## Brief
Word for word, output the data, with none of its pictures.
[[ Entries shown open ]]
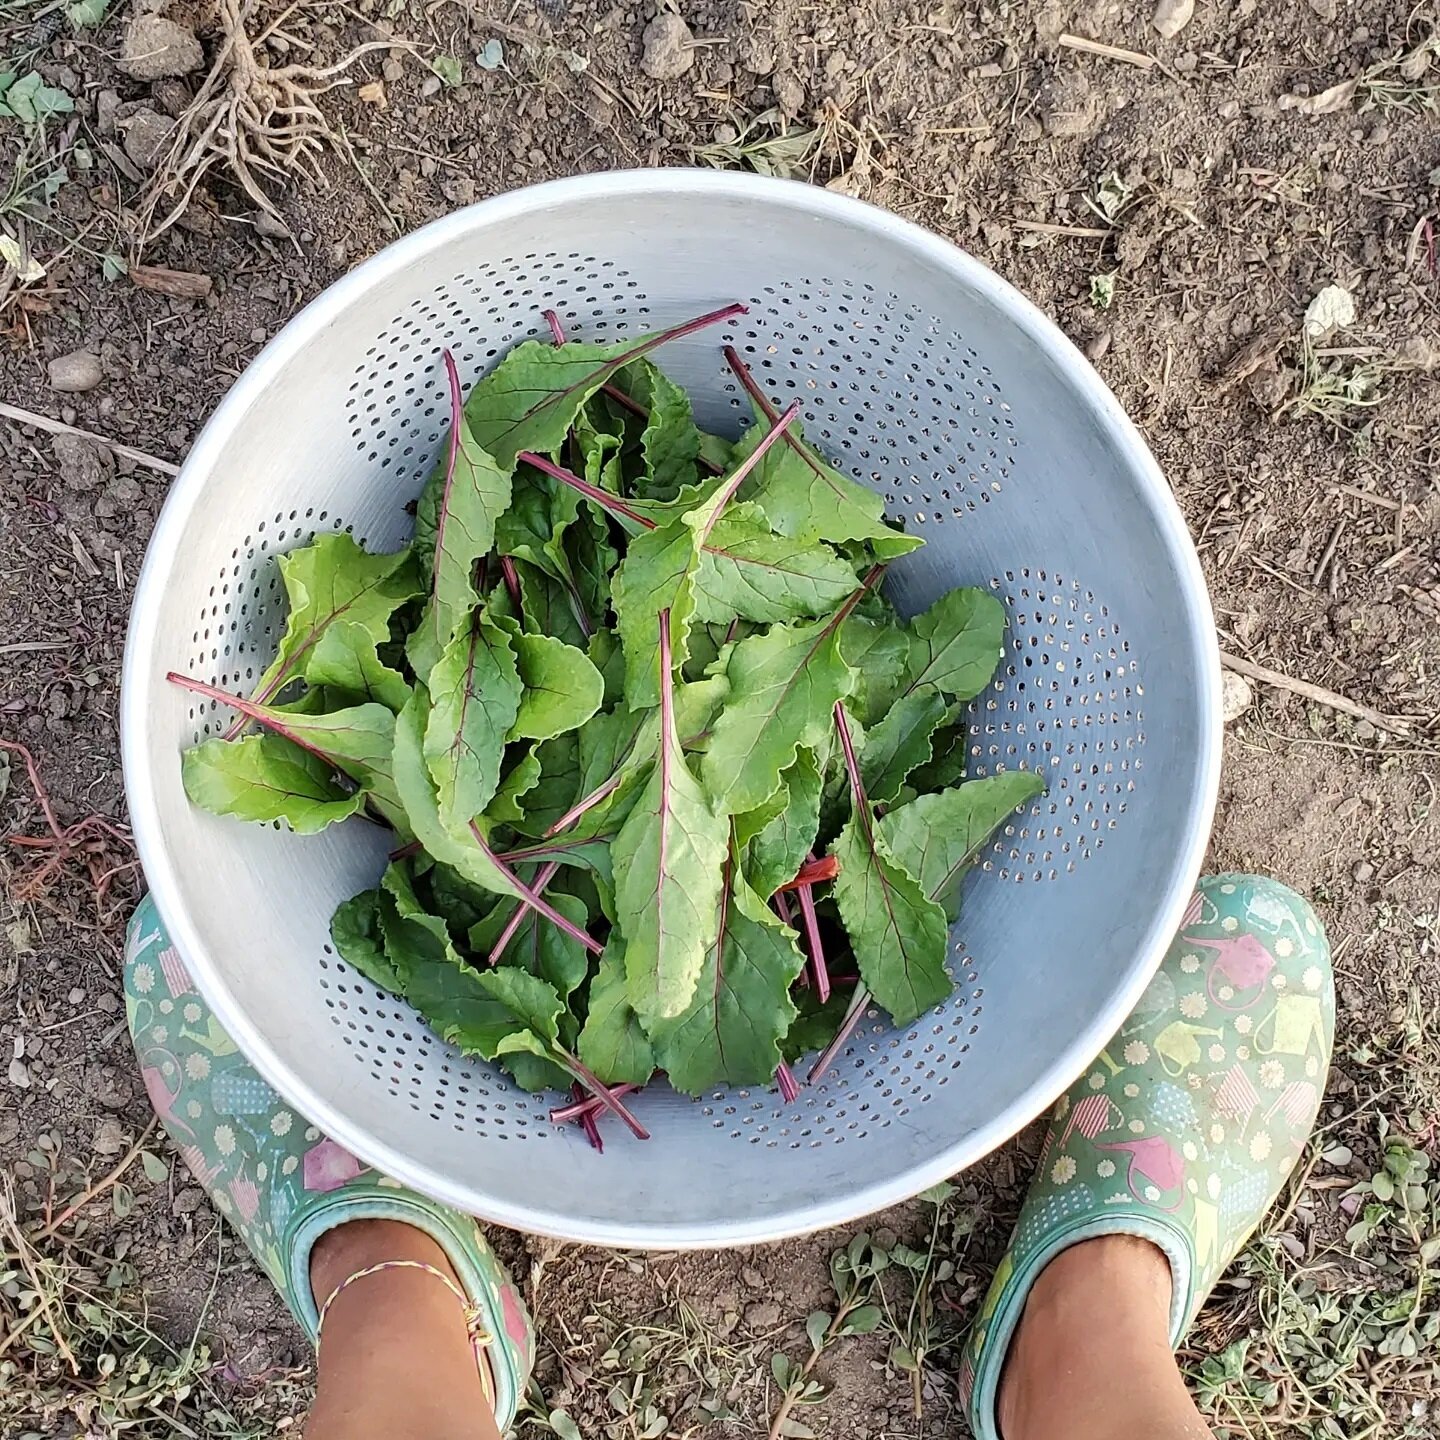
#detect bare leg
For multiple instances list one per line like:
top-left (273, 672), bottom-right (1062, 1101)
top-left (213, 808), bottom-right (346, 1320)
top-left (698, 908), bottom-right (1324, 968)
top-left (998, 1236), bottom-right (1213, 1440)
top-left (305, 1220), bottom-right (500, 1440)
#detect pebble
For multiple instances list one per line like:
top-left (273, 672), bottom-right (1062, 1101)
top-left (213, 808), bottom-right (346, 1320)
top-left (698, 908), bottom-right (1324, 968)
top-left (744, 1300), bottom-right (782, 1328)
top-left (254, 209), bottom-right (292, 240)
top-left (1351, 859), bottom-right (1374, 883)
top-left (48, 350), bottom-right (103, 393)
top-left (172, 1185), bottom-right (207, 1216)
top-left (121, 107), bottom-right (174, 169)
top-left (420, 74), bottom-right (442, 97)
top-left (640, 13), bottom-right (694, 81)
top-left (1086, 329), bottom-right (1112, 361)
top-left (250, 326), bottom-right (268, 344)
top-left (93, 1117), bottom-right (125, 1156)
top-left (8, 1057), bottom-right (30, 1089)
top-left (118, 14), bottom-right (205, 81)
top-left (96, 88), bottom-right (122, 136)
top-left (773, 71), bottom-right (805, 116)
top-left (1151, 0), bottom-right (1194, 39)
top-left (1221, 670), bottom-right (1252, 723)
top-left (741, 1265), bottom-right (764, 1287)
top-left (1039, 69), bottom-right (1097, 138)
top-left (52, 432), bottom-right (114, 492)
top-left (382, 56), bottom-right (403, 83)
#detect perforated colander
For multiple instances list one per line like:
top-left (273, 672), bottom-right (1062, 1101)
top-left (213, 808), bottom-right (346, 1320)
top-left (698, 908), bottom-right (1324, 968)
top-left (122, 171), bottom-right (1220, 1248)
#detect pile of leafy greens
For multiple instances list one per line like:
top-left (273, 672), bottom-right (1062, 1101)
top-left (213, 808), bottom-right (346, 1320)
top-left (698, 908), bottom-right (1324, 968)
top-left (173, 302), bottom-right (1044, 1145)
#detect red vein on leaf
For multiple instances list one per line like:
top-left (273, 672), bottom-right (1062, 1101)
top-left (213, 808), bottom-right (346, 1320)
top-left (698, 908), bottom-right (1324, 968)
top-left (169, 673), bottom-right (348, 771)
top-left (691, 400), bottom-right (802, 546)
top-left (542, 307), bottom-right (653, 425)
top-left (518, 451), bottom-right (655, 528)
top-left (655, 606), bottom-right (678, 993)
top-left (488, 860), bottom-right (561, 964)
top-left (498, 833), bottom-right (615, 863)
top-left (542, 771), bottom-right (625, 838)
top-left (427, 349), bottom-right (468, 657)
top-left (492, 302), bottom-right (747, 452)
top-left (467, 819), bottom-right (603, 956)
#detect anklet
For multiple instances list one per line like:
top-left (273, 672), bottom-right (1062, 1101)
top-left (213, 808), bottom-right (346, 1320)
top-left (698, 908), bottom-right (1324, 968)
top-left (316, 1258), bottom-right (496, 1404)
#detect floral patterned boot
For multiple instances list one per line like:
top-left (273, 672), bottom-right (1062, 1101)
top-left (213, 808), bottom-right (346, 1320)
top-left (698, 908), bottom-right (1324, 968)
top-left (959, 874), bottom-right (1333, 1440)
top-left (124, 895), bottom-right (535, 1429)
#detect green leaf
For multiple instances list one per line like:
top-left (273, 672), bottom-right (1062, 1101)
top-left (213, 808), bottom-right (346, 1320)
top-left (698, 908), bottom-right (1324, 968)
top-left (486, 748), bottom-right (543, 825)
top-left (1, 71), bottom-right (74, 127)
top-left (331, 888), bottom-right (406, 993)
top-left (140, 1149), bottom-right (169, 1184)
top-left (469, 889), bottom-right (590, 999)
top-left (614, 661), bottom-right (730, 1023)
top-left (181, 734), bottom-right (365, 833)
top-left (577, 950), bottom-right (655, 1086)
top-left (413, 403), bottom-right (511, 662)
top-left (805, 1311), bottom-right (830, 1353)
top-left (859, 689), bottom-right (948, 804)
top-left (513, 732), bottom-right (583, 836)
top-left (611, 515), bottom-right (703, 710)
top-left (782, 985), bottom-right (853, 1062)
top-left (745, 748), bottom-right (822, 897)
top-left (512, 559), bottom-right (589, 651)
top-left (877, 771), bottom-right (1046, 918)
top-left (908, 720), bottom-right (968, 792)
top-left (307, 619), bottom-right (412, 713)
top-left (463, 311), bottom-right (735, 469)
top-left (627, 360), bottom-right (700, 500)
top-left (248, 535), bottom-right (419, 707)
top-left (771, 1352), bottom-right (796, 1389)
top-left (549, 1411), bottom-right (583, 1440)
top-left (424, 610), bottom-right (522, 830)
top-left (841, 1305), bottom-right (882, 1336)
top-left (830, 815), bottom-right (949, 1026)
top-left (839, 617), bottom-right (911, 725)
top-left (650, 877), bottom-right (805, 1093)
top-left (431, 53), bottom-right (463, 87)
top-left (510, 632), bottom-right (604, 741)
top-left (702, 614), bottom-right (858, 817)
top-left (693, 504), bottom-right (859, 625)
top-left (730, 405), bottom-right (918, 550)
top-left (902, 588), bottom-right (1006, 701)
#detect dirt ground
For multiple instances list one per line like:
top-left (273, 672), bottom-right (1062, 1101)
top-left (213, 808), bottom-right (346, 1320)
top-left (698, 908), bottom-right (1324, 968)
[[ Entries shown closed ]]
## Task response
#detect bare leg
For multiple instances list one per line like:
top-left (273, 672), bottom-right (1062, 1101)
top-left (213, 808), bottom-right (346, 1320)
top-left (698, 908), bottom-right (1324, 968)
top-left (998, 1236), bottom-right (1213, 1440)
top-left (305, 1220), bottom-right (500, 1440)
#detect pebble
For multiple instances list one per line like:
top-left (273, 672), bottom-right (1062, 1101)
top-left (213, 808), bottom-right (346, 1320)
top-left (698, 908), bottom-right (1324, 968)
top-left (744, 1300), bottom-right (782, 1328)
top-left (254, 209), bottom-right (292, 240)
top-left (1351, 859), bottom-right (1374, 883)
top-left (48, 350), bottom-right (103, 393)
top-left (172, 1185), bottom-right (207, 1216)
top-left (121, 107), bottom-right (174, 169)
top-left (420, 74), bottom-right (442, 97)
top-left (640, 13), bottom-right (694, 81)
top-left (1086, 329), bottom-right (1112, 361)
top-left (250, 326), bottom-right (268, 344)
top-left (93, 1117), bottom-right (125, 1156)
top-left (8, 1057), bottom-right (30, 1089)
top-left (118, 14), bottom-right (205, 81)
top-left (96, 88), bottom-right (122, 136)
top-left (773, 71), bottom-right (805, 116)
top-left (1151, 0), bottom-right (1194, 39)
top-left (1221, 670), bottom-right (1252, 723)
top-left (741, 1265), bottom-right (764, 1287)
top-left (1039, 69), bottom-right (1097, 138)
top-left (52, 432), bottom-right (114, 492)
top-left (382, 56), bottom-right (403, 83)
#detect perforated colander
For multiple instances list one per line like:
top-left (273, 672), bottom-right (1062, 1101)
top-left (213, 808), bottom-right (346, 1320)
top-left (698, 908), bottom-right (1324, 968)
top-left (122, 171), bottom-right (1220, 1248)
#detect pile of leafy greens
For multiple instances list one per line like:
top-left (273, 672), bottom-right (1062, 1101)
top-left (213, 808), bottom-right (346, 1320)
top-left (698, 908), bottom-right (1324, 968)
top-left (173, 302), bottom-right (1044, 1145)
#detect red vein on leaf
For multiple instances list one per line like:
top-left (273, 672), bottom-right (1062, 1101)
top-left (213, 808), bottom-right (346, 1320)
top-left (698, 908), bottom-right (1324, 968)
top-left (169, 673), bottom-right (348, 771)
top-left (691, 400), bottom-right (802, 546)
top-left (542, 307), bottom-right (653, 425)
top-left (518, 451), bottom-right (655, 528)
top-left (655, 606), bottom-right (678, 993)
top-left (488, 860), bottom-right (561, 964)
top-left (498, 833), bottom-right (615, 863)
top-left (542, 771), bottom-right (625, 838)
top-left (427, 349), bottom-right (468, 657)
top-left (492, 302), bottom-right (747, 452)
top-left (467, 819), bottom-right (603, 956)
#detect anklet
For multiple instances list one per line like:
top-left (273, 672), bottom-right (1062, 1101)
top-left (213, 808), bottom-right (346, 1320)
top-left (698, 908), bottom-right (1324, 968)
top-left (316, 1258), bottom-right (496, 1404)
#detect floral patterned boot
For multiple instances list one per line like:
top-left (273, 672), bottom-right (1062, 1101)
top-left (213, 808), bottom-right (346, 1320)
top-left (698, 908), bottom-right (1324, 968)
top-left (959, 874), bottom-right (1333, 1440)
top-left (124, 895), bottom-right (535, 1429)
#detect green leaf
For multiple instances list one per line like:
top-left (273, 672), bottom-right (1062, 1101)
top-left (213, 808), bottom-right (346, 1320)
top-left (698, 908), bottom-right (1324, 968)
top-left (486, 748), bottom-right (543, 825)
top-left (1, 71), bottom-right (74, 127)
top-left (331, 888), bottom-right (406, 993)
top-left (140, 1149), bottom-right (169, 1184)
top-left (469, 889), bottom-right (590, 999)
top-left (614, 661), bottom-right (730, 1023)
top-left (181, 734), bottom-right (365, 833)
top-left (577, 950), bottom-right (655, 1086)
top-left (413, 403), bottom-right (511, 662)
top-left (805, 1311), bottom-right (830, 1353)
top-left (859, 689), bottom-right (948, 804)
top-left (513, 732), bottom-right (583, 836)
top-left (611, 515), bottom-right (703, 710)
top-left (782, 985), bottom-right (853, 1062)
top-left (745, 748), bottom-right (822, 897)
top-left (512, 559), bottom-right (589, 651)
top-left (877, 771), bottom-right (1046, 918)
top-left (908, 720), bottom-right (968, 792)
top-left (307, 619), bottom-right (412, 713)
top-left (463, 311), bottom-right (735, 469)
top-left (627, 360), bottom-right (700, 500)
top-left (248, 535), bottom-right (419, 707)
top-left (771, 1352), bottom-right (796, 1389)
top-left (549, 1411), bottom-right (583, 1440)
top-left (424, 610), bottom-right (522, 830)
top-left (841, 1305), bottom-right (882, 1336)
top-left (830, 815), bottom-right (949, 1026)
top-left (839, 617), bottom-right (911, 725)
top-left (650, 877), bottom-right (805, 1093)
top-left (431, 53), bottom-right (463, 87)
top-left (510, 632), bottom-right (604, 741)
top-left (702, 614), bottom-right (858, 817)
top-left (693, 504), bottom-right (859, 625)
top-left (730, 405), bottom-right (918, 550)
top-left (902, 588), bottom-right (1006, 701)
#detect dirt ground
For multiple instances list one per line like:
top-left (273, 672), bottom-right (1062, 1101)
top-left (213, 808), bottom-right (346, 1320)
top-left (698, 908), bottom-right (1324, 968)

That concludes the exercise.